%%

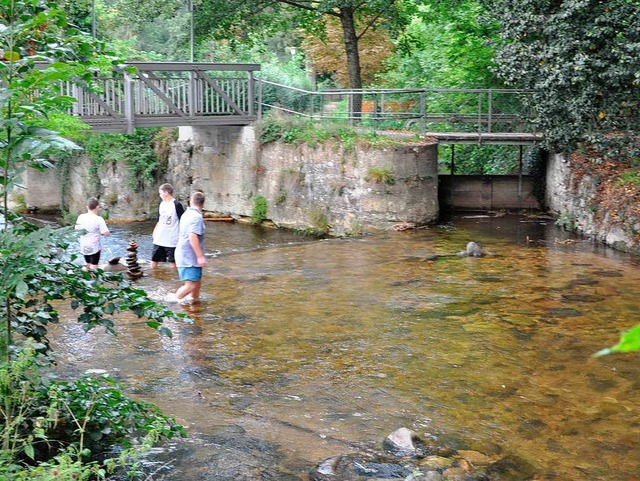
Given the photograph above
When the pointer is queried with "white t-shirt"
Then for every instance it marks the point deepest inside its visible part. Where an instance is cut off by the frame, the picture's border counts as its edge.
(168, 227)
(95, 227)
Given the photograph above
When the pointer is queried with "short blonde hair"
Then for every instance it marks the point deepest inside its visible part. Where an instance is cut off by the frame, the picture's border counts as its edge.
(197, 199)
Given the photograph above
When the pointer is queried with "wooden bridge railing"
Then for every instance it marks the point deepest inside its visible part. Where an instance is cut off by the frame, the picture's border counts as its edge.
(168, 94)
(162, 94)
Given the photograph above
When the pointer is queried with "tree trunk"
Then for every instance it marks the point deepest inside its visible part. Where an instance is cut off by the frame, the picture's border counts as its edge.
(353, 59)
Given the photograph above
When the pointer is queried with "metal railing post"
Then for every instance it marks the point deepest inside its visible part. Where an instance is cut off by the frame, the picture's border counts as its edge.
(193, 101)
(259, 99)
(489, 113)
(423, 113)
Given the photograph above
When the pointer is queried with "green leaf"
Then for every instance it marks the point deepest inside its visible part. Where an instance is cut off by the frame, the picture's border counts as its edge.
(11, 56)
(28, 450)
(21, 290)
(629, 342)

%%

Please repeat all of the data above word for word, leaving out the image.

» **Result of the task**
Given the photograph above
When the pointer is queried with "white t-shirt"
Then for every instance it marks the point deepest inside its visible part. Where an instance is cut off by the frame, the picture's border counts as its edge.
(168, 227)
(95, 227)
Given the photograph above
When the pointer is queried with "short blonde hair"
Then for every instance it marks the point deepest inside its visible part. Where an instance is cut off by the frame, the picture's border counts as its edge.
(197, 199)
Given the photograph above
When the pointer is queried with "wooden bridge railing"
Then for every instance it marks the point deepest inside its visible part. Where an instance is cut off by the frame, the picture's border counts as its edge.
(168, 94)
(162, 94)
Given the photograph above
When the pointer is queried with "tree trunk"
Then for every instance it marks the point deepest inside its visible part. Where an instance is cut off by the frame, the picture's border counts as its edge.
(353, 59)
Given the photograph above
When the pointer is queried with "metal railing post"
Then for every instance it marks the point deepest inside its visible part. Where an instance is cut off by the frame, the picture's border counts as its edge.
(193, 101)
(259, 99)
(489, 113)
(423, 113)
Given the photograph above
When the pointer is queried with "green leaf"
Then for every instance it marks the point deepest inside its visible part. Where an instance is cut off by the frame, the picture's border counts as its edge.
(11, 56)
(28, 450)
(21, 290)
(629, 342)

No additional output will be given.